Reading text:
Start of Block

This text was originally the first chapter of a book called Shoot the Women First written in the late 1980s by Eileen MacDonald. In her book MacDonald explores the role of women who are involved “violent” or “terrorist” organizations: the ETA (the Basque separatists movement), the Palestinian Liberation Organization, the Irish Republican Army, Leila Khaled of the Popular Front for the Liberation of Palestine, the Baader-Meinhohf Gang and the Red Army Faction, Kim Hyon Hui (who blow up a plane for the North Korean government), and Susanna Ronconi of the Red Brigades. The title of this book comes from orders rumored to have been given to police forces who specialized in terrorist incidents. Upon hearing this from a special agent in the German terrorist unit, MacDonald set out to investigate the reason behind this piece of advice.
While the book provides great insight into these organizations and individuals, MacDonald is by no means sympathetic to the causes of those she is interviewing and writing about. Her interest in these groups extends only to the role of these women and their relationship to violence: whether or not women are more brutal, more committed, and more dangerous than their male counterparts. She explores the idea that women have a greater capacity for violence because of their biology: they give life, and are therefore more able to take it; and that patriarchal relations makes women tougher because they feel that they have more to prove, that they can be equally, if not more, violent and brutal than men.

End of Block

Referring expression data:
Start of Block

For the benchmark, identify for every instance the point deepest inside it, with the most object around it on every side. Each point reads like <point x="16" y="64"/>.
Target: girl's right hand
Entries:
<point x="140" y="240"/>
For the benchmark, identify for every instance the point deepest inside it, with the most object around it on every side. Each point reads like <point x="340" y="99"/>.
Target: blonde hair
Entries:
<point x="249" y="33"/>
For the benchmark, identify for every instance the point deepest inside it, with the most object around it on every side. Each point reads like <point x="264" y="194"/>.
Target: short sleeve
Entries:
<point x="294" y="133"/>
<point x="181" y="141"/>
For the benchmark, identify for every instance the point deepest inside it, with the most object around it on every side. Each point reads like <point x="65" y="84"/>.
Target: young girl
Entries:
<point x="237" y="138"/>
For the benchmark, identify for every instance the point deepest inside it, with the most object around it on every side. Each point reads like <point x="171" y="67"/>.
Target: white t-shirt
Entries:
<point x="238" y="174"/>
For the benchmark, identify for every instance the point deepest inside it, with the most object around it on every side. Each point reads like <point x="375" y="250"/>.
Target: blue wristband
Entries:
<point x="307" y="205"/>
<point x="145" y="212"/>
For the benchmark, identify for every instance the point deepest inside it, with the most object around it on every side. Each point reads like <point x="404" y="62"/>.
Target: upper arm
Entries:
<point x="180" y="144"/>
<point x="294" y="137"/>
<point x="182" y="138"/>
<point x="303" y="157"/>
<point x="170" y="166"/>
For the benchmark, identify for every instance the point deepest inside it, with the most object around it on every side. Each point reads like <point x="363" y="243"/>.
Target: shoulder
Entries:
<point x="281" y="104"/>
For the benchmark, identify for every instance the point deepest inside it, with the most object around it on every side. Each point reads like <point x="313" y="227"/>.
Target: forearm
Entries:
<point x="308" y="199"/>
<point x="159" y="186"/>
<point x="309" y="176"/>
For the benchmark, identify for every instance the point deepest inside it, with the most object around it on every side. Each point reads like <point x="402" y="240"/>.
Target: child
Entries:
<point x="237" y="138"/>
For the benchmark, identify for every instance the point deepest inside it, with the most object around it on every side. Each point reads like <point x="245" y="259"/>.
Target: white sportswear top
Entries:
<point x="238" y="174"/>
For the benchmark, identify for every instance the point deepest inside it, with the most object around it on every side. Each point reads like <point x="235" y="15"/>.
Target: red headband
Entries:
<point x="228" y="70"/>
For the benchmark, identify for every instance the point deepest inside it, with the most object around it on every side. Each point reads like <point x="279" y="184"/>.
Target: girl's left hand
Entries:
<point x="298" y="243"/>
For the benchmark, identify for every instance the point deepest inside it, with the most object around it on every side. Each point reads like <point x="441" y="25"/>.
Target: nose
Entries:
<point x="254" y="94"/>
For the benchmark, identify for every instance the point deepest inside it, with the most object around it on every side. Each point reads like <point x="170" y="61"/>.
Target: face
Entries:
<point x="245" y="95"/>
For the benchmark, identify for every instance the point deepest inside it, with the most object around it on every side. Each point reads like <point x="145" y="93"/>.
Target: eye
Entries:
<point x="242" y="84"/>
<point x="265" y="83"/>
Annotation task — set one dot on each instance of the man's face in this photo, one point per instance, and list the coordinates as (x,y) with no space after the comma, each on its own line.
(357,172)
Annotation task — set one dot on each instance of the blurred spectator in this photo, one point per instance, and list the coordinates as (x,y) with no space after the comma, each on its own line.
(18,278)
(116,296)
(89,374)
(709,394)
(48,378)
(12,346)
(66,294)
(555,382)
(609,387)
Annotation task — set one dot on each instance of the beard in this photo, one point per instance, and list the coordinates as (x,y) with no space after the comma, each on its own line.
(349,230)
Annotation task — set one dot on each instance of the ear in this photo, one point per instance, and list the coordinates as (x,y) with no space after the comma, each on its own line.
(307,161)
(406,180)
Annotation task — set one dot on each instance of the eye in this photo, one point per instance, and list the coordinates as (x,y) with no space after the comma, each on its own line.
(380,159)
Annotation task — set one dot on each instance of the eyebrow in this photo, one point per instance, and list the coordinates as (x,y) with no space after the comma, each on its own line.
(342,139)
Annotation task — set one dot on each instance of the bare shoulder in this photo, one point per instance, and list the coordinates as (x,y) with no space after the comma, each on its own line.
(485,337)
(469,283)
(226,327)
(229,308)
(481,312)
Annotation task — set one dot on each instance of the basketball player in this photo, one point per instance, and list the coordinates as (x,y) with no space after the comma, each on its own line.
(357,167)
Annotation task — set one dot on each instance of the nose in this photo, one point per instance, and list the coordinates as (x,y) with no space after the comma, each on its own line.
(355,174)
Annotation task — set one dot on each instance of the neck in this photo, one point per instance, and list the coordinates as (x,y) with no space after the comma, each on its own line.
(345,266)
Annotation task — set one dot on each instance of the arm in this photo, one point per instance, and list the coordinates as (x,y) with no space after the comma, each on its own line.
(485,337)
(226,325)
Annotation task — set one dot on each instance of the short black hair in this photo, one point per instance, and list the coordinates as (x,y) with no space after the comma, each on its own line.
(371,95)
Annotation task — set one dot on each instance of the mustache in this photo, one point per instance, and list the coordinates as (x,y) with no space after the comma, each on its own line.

End of Block

Apply what you read:
(1) According to the passage on the book Shoot the Women First, from whom did MacDonald hear about the rumored order that gave the book its title?
(2) Carry on the passage about the book Shoot the Women First, picking up right after its final sentence.
These records come from a separate source and are unrelated to the text.

Per-task answers:
(1) She heard it from a special agent in the German terrorist unit.

(2)
In printing “Among the Women of the ETA” out intention was to take a look at one instance of women in militant struggle. We are not really concerned with the struggle of the ETA, nor any other nationalist movement. What was appreciated about this particular interview was that the women didn't seem to dwell on the fact that being women made them different than their male counterparts but seemed to embrace the idea that they were equal, both as individuals and as comrades, but were willing to discuss that differences that did exist and analyze how that affected their struggle. Many of the texts out there about women in militant roles written by anarchists are about the same few people or groups or have the same perceptive and bias – which is what makes this zine interesting, it's different. And while the ETA is not anarchistic, many of the tactics that they discussed in the interview are things that some anarchist embrace -- clandestine action, bombings, attacks on police and judges, etc. And as such we found these women's thoughts relevant.